Ilustrasi. (foto: Pertamina)
JAKARTA, DDTCNews – Polemik mahalnya harga tiket pesawat masih terus bergulir. Pemerintah mulai melakukan kajian terkait pengenaan pajak pertambahan nilai (PPN) avtur yang dinilai turut memberi andil. Topik ini menjadi bahasan beberapa media nasional pada hari ini, Kamis (14/2/2019).
Tidak tanggung-tanggung, Menteri BUMN Rini Soemarno mengaku telah berkomunikasi langsung dengan Menteri Keuangan Sri Mulyani Indrawati. Dia meminta pungutan PPN pada bahan bakar minyak jenis avtur bisa dihapus.
“Harapannya dihapus,” katanya, sambil mengatakan pengenaan PPN menjadi salah satu penyebab tingginya harga avtur. Hal inilah yang pada akhirnya membuat harga tiket angkutan udara mahal.
Sebelumnya, Sri Mulyani Indrawati menyatakan kesediaannya untuk mengevaluasi pungutan PPN sebesar 10% atas avtur. Opsi relaksasi beban pajak pun bisa diambil jika PPN terbukti menjadi penyebab naiknya harga jual avtur dan menurunkan daya saing Indonesia.
Selain itu, beberapa media nasional juga menyoroti masalah kontribusi konstruksi dan real estate ke penerimaan pajak yang minim. Sepanjang tahun lalu, sektor tersebut memberikan kontribusi 13% pada produk domestik bruto (PDB), tapi hanya 6,9% pada penerimaan pajak.
Direktur Potensi Kepatuhan dan Penerimaan Pajak Ditjen Pajak (DJP) Yon Arsal menjelaskan untuk melihat hubungan kontribusi untuk PDB dan penerimaan pajak memang tidak bisa langsung disandingkan. Setiap sektor, sambungnya, memiliki sistem, kebijakan, dan konstruksi wajib pajak terdaftar yang berbeda-beda.
Berikut ulasan berita selengkapnya.
Mengambil contoh Singapura, Rini Soemarno harga murni avtur Indonesia dengan negara tersebut tidak jauh berbeda. Hanya saja, ada perbedaan dari sisi kebijakan pengenaan PPN. Di Singapura, katanya, ada pengecualian pengenaan PPN bagi bahan bakar pesawat terbang di Singapura.
"Kami melihat [harga avtur] tidak terlalu beda jauh kok sama Singapura, tapi perbedaannya pajak. Di sini kena PPN, di mereka tidak kena,” terangnya, sambal mengungkapkan belum ada keputusan final dari internal pemerintah.
Direktur Penyuluhan, Pelayanan, dan Humas Ditjen Pajak (DJP) Hestu Yoga Saksama meminta agar semua pihak melihat jernih fenomena mahalnya harga tiket pesawat. Menurutnya, PPN bukan menjadi biang kerok tingginya harga avtur yang akhirnya mengerek harga tiket angkutan udara. Apalagi, tidak ada kebijakan pajak baru yang dikenakan untuk sektor penerbangan akhir-akhir ini.

Tugas Tertulis ->
a) Salin persis bagian berita tentang PPN avtur yang dimulai dengan "Selain itu, beberapa" dan berlanjut hingga "pada penerimaan pajak.".
b) Teruskan berita tentang PPN avtur dan mahalnya tiket pesawat dengan menulis bagian berikutnya setelah kalimat terakhirnya.

Entri penunjukan objek bernama:

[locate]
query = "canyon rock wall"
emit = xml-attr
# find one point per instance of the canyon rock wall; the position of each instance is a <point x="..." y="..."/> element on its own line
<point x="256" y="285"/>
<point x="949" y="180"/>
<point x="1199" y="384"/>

Jawaban Tugas ->
a)
Selain itu, beberapa media nasional juga menyoroti masalah kontribusi konstruksi dan real estate ke penerimaan pajak yang minim. Sepanjang tahun lalu, sektor tersebut memberikan kontribusi 13% pada produk domestik bruto (PDB), tapi hanya 6,9% pada penerimaan pajak.

b)
“Selama ini avtur sudah terutang PPN 10%, jadi kalau dibilang pajak sebagai penyebab tingginya harga avtur saat ini, itu rasanya tidak tepat,” katanya.
Menko Perekonomian Darmin Nasution mengatakan PPN avtur masih akan dikaji mendalam oleh Kementerian Keuangan. “PPN kan prinsipnya kalau untuk ekspor itu dia boleh enggak bayar atau boleh direstitusi. Makanya, yang dalam negeri merasa dikenakan, itu yang mau dikaji bagaimana sebaiknya.”
Yon Arsal mengatakan minimnya kontribusi sektor konstruksi ke penerimaan pajak – meskipun tinggi ke PDB – dikarenakan kebijakan pengenaan tarif final. Tarif final pada sektor ini selama ini sekitar 2%. Terkait alasan pengenaan tarif final itu, menurutnya, menjadi kewenangan Badan Kebijakan Fiskal.
Direktur Penyuluhan, Pelayanan, dan Humas Ditjen Pajak (DJP) Hestu Yoga Saksama memaparkan pengenaan skema final ke sektor tertentu memiliki dua sisi. Pada satu sisi, ada kemudahan administrasi. Di sisi lain, ada risiko distorsi pada potensi penerimaan pajak.
Partner DDTC Fiscal Research B. Bawono Kristiaji mengatakan ukuran PDB dengan penerimaan pajak memang tidak selalu berbanding lurus. Hal ini dikarenakan setiap sektor memiliki karakteristik pajak yang berbeda, baik dari sisi kebijakan (policy gap) maupun dari sisi administrasi (administrative gap).
Badan Koordinasi Penanaman Modal (BKPM) meminta adanya relaksasi investasi asing di sektor jasa, terutama di perguruan tinggi dan rumah sakit. Hal ini dinilai ampuh untuk menarik investasi dan menambah devisa negara karena selama ini masyarakat memilih jasa tersebut di negara lain.
Aturan teknis tentang kebijakan penghapusan kewajiban dokumen laporan surveyor untuk komoditas crude palm oil (CPO) dan gas dalam pipa ditarget terbit pada pekan ini. Saat ini, pemerintah tengah melakukan harmonisasi regulasi. (kaw)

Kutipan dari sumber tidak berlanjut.